TASK REQUIREMENTS:
Check each statement against the article on mining companies and biodiversity, answering yes or no and quoting the words that decide it: 1. The "Siberian Perspectives" summit was held on October 1-2, 2021. 2. Catoca uses chemical products in its production process. 3. Nornickel's Integrated Environmental Strategy defines eight key areas in environmental protection.

SUPPLIED PASSAGE:
========================

Krasnoyarsk hosted an international ecological summit, "Siberian Perspectives," which was held in this city on October 1-2, 2021. Its participants discussed the role of large industrial businesses in biodiversity conservation. Mathew Nyaungwa, Editor in Chief of the Africa Bureau at Rough&Polished made a presentation at the event comparing the positive and negative experiences of mining companies in crisis situations and their actions to protect the environment and promote biodiversity.

CATOCA

“Poorly managed mining operations can pollute the environment and damage the biodiversity that underpins economies, provides food, fuel, building materials, and freshwater…” - The United Nations Environment Programme (UNEP).

We saw this when researchers at Kinshasa University were quoted in the media as saying last August that satellite imagery and interviews revealed that a reservoir used to store mining pollutants allegedly breached mid-July in a diamond-mining area stretching from Lunda Sul to Lunda Norte provinces in Angola.

As a result, two tributaries of the Congo River, the Tshikapa and Kasai rivers, turned red, killing fish and hippopotamuses as well as causing diarrhea amongst communities along their banks.

Congo's environment minister Eve Bazaiba later alleged that the pollution of the rivers had been caused by a toxic substance spill at an industrial diamond mine in Angola owned by Catoca, which produces 75% of Angola’s diamonds.

A few weeks later, the DRC government said 12 people had died as a result of the pollution, while 4,400 were left sick.

Bazaiba then said the DRC will seek reparations in line with the “polluter pays” principle.

However, Catoca recently denied leaking heavy metals from its mine into the Tshikapa River and adjacent areas.

It said that it will carry out an investigative expedition along the Tshikapa River to the border with the DRC and that the results of this expedition aim to refute the accusations made by the Democratic Republic of Congo.

Catoca said it did not dump toxic products into the Tshikapa River and adjacent areas, since the company does not use chemical products in its production process.

"We refute all accusations, however within the framework of our social responsibility and due to the strong commitment, we have to the preservation of the environment, we decided to create a multidisciplinary team, which includes representatives from ministries, universities, provincial directorates, NGOs, and independent laboratories, which is carrying out this expedition and very soon we will make a public presentation of its results.”

Nornikel

The Catoca debacle reminds the people of the leakage of diesel from a cracked tank at Nornickel's power plant last year.

While Catoca is entitled to its opinion, it refuted allegations of polluting the DRC rivers before it obtained the results of its investigations.

Such a move puts the diamond company in a difficult position given that their accusers are armed with satellite images that clearly show the source of the pollution.

Nornickel handled the leakage of the diesel differently. The other experts were closely watching what Nornikel had been doing after the leakage. They saw that Nornikel admitted the problem, neutralised, compensated, fixed the problem, and started implementing some development programmes.

The Russian nickel and palladium mining and smelting company made positive changes in policy and approaches to interaction with the indigenous minorities of Taimyr after the diesel spill.

It developed its new Integrated Environmental Strategy that was approved by the company’s board of directors last June.

The strategy defines six key areas in environmental protection and sets the targets the company expects to achieve by 2030.

These are climate change, air, water resources, tailings and waste management, land rehabilitation, and ensuring biodiversity.

========================

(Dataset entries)
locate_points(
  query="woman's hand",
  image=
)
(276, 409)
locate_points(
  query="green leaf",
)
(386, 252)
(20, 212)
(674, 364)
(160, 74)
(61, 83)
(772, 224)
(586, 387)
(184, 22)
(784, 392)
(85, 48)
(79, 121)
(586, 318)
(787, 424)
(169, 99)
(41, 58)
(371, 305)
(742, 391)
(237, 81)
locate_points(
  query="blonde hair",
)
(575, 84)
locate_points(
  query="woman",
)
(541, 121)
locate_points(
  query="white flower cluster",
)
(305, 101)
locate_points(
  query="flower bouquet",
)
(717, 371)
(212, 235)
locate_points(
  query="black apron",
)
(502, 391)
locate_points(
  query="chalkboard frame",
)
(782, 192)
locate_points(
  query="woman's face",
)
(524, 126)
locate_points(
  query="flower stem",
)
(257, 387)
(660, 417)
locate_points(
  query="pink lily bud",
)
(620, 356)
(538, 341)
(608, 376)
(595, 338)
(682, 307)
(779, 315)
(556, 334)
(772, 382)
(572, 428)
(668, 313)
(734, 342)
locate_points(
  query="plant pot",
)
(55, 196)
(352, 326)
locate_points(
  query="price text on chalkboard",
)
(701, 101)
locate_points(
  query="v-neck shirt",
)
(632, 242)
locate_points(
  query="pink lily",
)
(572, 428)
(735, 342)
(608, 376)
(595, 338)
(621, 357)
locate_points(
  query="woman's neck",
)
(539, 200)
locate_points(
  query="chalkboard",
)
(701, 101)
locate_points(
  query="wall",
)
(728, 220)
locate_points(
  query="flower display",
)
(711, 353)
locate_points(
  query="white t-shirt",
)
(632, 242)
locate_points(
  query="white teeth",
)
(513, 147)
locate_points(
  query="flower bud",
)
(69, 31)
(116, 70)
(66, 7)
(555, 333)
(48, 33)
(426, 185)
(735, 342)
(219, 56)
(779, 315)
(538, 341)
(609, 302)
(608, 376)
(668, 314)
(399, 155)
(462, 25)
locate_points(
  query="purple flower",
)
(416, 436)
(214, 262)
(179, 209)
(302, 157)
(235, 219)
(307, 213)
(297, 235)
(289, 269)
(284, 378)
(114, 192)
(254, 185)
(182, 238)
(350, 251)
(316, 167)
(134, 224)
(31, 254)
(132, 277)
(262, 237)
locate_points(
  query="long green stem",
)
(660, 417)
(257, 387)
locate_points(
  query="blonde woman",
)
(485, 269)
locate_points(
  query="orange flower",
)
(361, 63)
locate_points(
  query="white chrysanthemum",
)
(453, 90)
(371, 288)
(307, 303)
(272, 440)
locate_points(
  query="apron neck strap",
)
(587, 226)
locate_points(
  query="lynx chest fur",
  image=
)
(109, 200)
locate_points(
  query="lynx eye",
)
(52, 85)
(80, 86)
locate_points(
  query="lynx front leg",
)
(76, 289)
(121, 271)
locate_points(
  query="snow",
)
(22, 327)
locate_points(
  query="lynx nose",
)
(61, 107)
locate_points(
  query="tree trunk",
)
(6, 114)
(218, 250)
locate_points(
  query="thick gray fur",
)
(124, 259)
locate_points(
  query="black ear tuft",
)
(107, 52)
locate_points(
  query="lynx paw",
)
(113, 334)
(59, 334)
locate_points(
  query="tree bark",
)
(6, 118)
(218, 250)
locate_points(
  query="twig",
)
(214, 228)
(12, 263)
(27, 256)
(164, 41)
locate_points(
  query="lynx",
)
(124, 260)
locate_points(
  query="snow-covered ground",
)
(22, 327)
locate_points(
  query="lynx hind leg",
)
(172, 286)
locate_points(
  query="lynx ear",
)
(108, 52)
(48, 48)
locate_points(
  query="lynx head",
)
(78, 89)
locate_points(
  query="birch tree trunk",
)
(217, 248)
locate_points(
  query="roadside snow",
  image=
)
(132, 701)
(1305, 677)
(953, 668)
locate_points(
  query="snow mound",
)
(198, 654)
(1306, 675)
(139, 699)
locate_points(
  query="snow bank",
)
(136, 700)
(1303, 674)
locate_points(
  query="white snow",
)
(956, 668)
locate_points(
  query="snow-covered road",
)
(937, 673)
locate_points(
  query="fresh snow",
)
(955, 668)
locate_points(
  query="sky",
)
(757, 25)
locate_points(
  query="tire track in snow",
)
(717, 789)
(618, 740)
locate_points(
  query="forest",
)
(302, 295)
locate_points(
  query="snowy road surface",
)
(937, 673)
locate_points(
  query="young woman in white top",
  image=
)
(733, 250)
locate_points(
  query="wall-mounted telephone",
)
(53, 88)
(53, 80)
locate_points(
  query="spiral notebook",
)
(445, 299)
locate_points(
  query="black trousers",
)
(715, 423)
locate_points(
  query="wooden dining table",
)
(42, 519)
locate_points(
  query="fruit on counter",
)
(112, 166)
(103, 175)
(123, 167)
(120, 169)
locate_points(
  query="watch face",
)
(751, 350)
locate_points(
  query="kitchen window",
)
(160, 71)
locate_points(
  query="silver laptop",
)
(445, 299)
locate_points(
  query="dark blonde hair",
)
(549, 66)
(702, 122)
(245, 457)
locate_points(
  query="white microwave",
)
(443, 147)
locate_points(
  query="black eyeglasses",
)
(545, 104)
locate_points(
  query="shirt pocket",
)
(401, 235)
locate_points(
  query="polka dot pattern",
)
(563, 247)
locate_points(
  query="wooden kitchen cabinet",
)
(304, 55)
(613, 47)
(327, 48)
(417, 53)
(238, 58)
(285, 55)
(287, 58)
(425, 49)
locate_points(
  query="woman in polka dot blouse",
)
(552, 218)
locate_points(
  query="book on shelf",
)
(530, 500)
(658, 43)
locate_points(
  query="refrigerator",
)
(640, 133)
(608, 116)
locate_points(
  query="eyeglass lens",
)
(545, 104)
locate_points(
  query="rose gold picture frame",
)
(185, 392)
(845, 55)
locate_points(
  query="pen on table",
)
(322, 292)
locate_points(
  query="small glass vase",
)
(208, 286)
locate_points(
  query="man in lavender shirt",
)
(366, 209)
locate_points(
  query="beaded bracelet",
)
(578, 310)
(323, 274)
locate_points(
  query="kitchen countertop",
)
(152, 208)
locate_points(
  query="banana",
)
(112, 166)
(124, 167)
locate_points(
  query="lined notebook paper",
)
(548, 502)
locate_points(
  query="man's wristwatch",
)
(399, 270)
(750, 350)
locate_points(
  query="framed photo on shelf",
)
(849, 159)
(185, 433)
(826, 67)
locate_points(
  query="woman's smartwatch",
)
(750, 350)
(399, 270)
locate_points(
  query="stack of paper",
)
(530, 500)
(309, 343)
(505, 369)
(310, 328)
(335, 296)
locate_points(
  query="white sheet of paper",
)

========================

PROBLEM SOLUTION:
1. Yes: "which was held in this city on October 1-2, 2021"
2. No: "since the company does not use chemical products in its production process"
3. No: "The strategy defines six key areas in environmental protection"